●「人間の健康にとって何がいいか」の答えが「読書」
執行 (キリスト教の狂信的な信者とゲルマン兵は)今流に言えば、魂を持っていた。では魂を持っていた人間が何をつかさどったかというと、ローマ帝国の常識で言うと「悪いこと」です。
―― 確かにそうですね。
執行 ローマ帝国の人たちが言う「いいこと」とは遊びであり、教養であり、みんなで楽しく時間を過ごすことや、うまいものを食うことです。それが善で、これは歴史的事実です。ローマ帝国は極端なところまで行ったのですが、それが一度に崩壊して、ヨーロッパ全部が田舎になった。都会は一つもなく、今で言えば喧嘩が一番強い人を中心とする村落共同体があっただけ。それが中世です。
―― それは分かりやすいですね。
執行 あとは、学問的で高度な文明を維持した修道院だけです。修道院は山の中にぽつんと1軒だけあって、信仰だけで皆が生きて、文明をつないで死んでいった。あの中世が800年以上、1000年ほど続いたのです。

+++

### 課題の指示
ローマ帝国と中世を語る上の対談から、「執行 (キリスト教の狂信的な」から「1000年ほど続いたのです。」までを一字も変えずに書き写してください。

### データ

+++

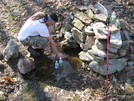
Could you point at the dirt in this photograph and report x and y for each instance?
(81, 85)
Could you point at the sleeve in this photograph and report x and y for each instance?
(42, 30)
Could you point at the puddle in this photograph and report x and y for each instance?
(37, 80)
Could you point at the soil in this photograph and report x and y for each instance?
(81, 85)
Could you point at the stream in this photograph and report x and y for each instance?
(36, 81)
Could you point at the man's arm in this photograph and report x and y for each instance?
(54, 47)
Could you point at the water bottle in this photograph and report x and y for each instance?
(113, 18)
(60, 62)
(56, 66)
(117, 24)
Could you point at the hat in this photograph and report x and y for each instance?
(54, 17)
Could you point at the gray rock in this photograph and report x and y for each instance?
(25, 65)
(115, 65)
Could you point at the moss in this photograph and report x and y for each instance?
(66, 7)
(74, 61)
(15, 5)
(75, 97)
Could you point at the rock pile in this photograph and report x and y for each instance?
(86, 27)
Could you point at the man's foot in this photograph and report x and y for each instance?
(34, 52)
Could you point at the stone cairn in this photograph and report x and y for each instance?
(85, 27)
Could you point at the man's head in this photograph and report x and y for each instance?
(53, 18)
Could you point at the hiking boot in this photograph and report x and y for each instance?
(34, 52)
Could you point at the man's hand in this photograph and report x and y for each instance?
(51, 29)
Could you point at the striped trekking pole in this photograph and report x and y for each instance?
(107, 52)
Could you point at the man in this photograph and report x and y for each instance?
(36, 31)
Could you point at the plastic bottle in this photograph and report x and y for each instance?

+++

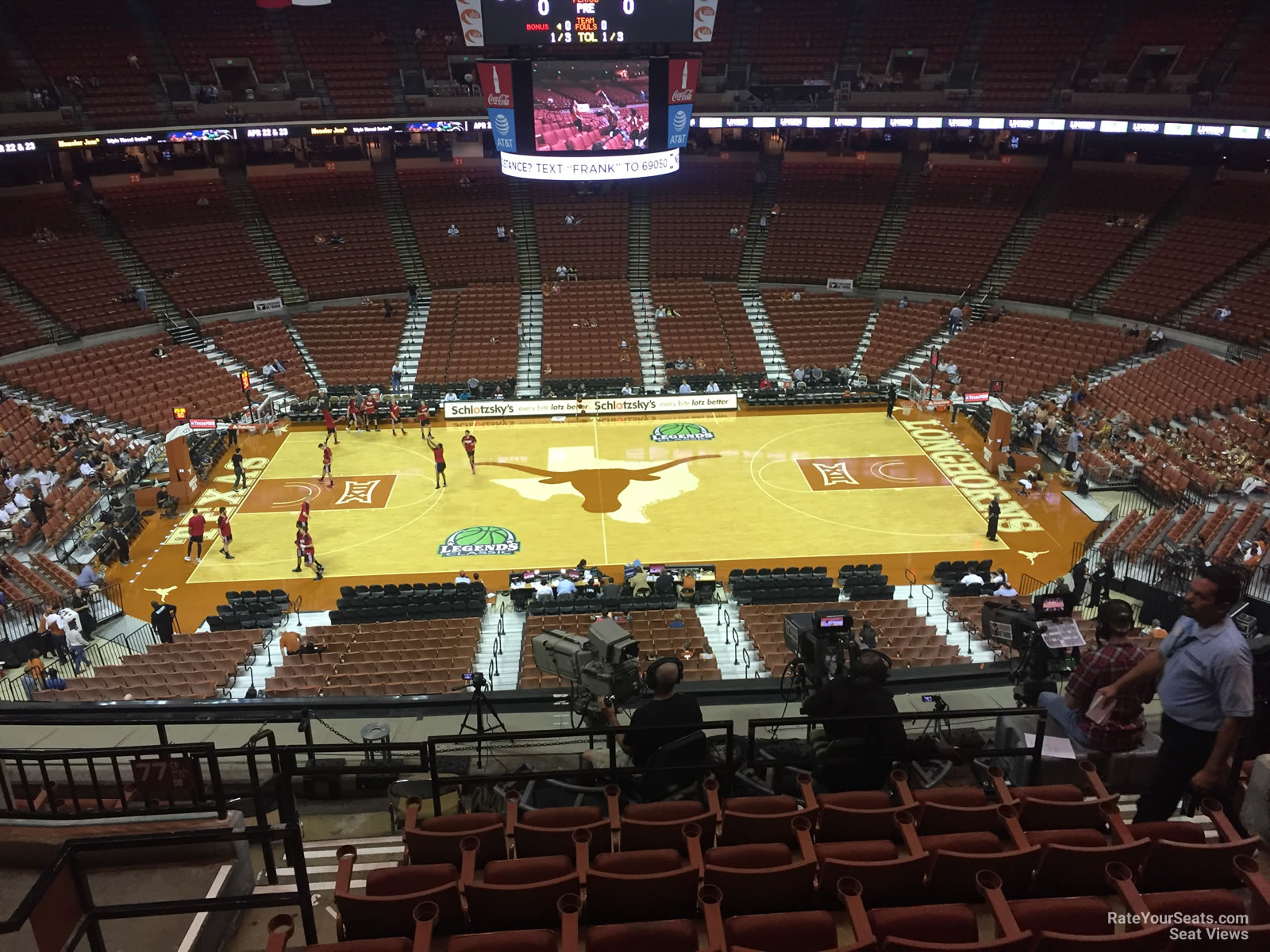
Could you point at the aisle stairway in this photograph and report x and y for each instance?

+++

### 問題の解答
執行 (キリスト教の狂信的な信者とゲルマン兵は)今流に言えば、魂を持っていた。では魂を持っていた人間が何をつかさどったかというと、ローマ帝国の常識で言うと「悪いこと」です。
―― 確かにそうですね。
執行 ローマ帝国の人たちが言う「いいこと」とは遊びであり、教養であり、みんなで楽しく時間を過ごすことや、うまいものを食うことです。それが善で、これは歴史的事実です。ローマ帝国は極端なところまで行ったのですが、それが一度に崩壊して、ヨーロッパ全部が田舎になった。都会は一つもなく、今で言えば喧嘩が一番強い人を中心とする村落共同体があっただけ。それが中世です。
―― それは分かりやすいですね。
執行 あとは、学問的で高度な文明を維持した修道院だけです。修道院は山の中にぽつんと1軒だけあって、信仰だけで皆が生きて、文明をつないで死んでいった。あの中世が800年以上、1000年ほど続いたのです。